- [MATERIAL FOR THE TASK]
·····
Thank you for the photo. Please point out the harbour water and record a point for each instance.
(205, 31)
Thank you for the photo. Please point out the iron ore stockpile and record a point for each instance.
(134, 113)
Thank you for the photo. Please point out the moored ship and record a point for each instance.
·····
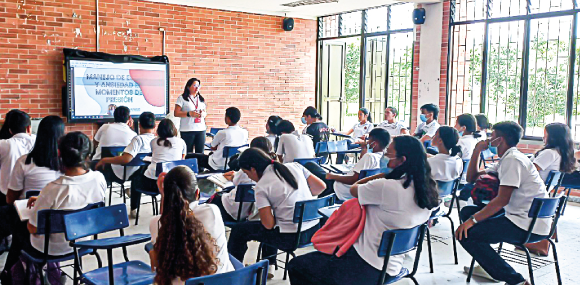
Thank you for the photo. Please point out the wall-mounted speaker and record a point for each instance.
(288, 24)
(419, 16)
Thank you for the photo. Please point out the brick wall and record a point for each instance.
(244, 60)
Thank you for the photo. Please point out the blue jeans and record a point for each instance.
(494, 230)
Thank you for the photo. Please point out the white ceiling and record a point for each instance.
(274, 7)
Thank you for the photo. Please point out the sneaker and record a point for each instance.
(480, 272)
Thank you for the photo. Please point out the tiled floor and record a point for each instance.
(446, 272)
·····
- [INSTRUCTION]
Find every line in the records above that contains the word "instance" and copy each one.

- [TASK RESULT]
Thank you for the photo. Please point out the harbour water and record a point for each instance.
Thank you for the photo. Please point out the iron ore stockpile and record a point for each instance.
Thank you for the photo. Please point out the moored ship and record a point for each instance.
Thank you for the photo. Please point out the wall-mounted speaker and record a point for each instance.
Thank you for the photo. Please point out the brick wall and record a point for each instance.
Thank you for the photo. Please point out the blue jeans and record a point for each instance.
Thank you for the photo. Please point out the white ceiling and record a point for each instance.
Thank you for the photo. Please point out the sneaker and record a point for each instance.
Thank you for the photo. Please point out the tiled floor and record a point for each instance.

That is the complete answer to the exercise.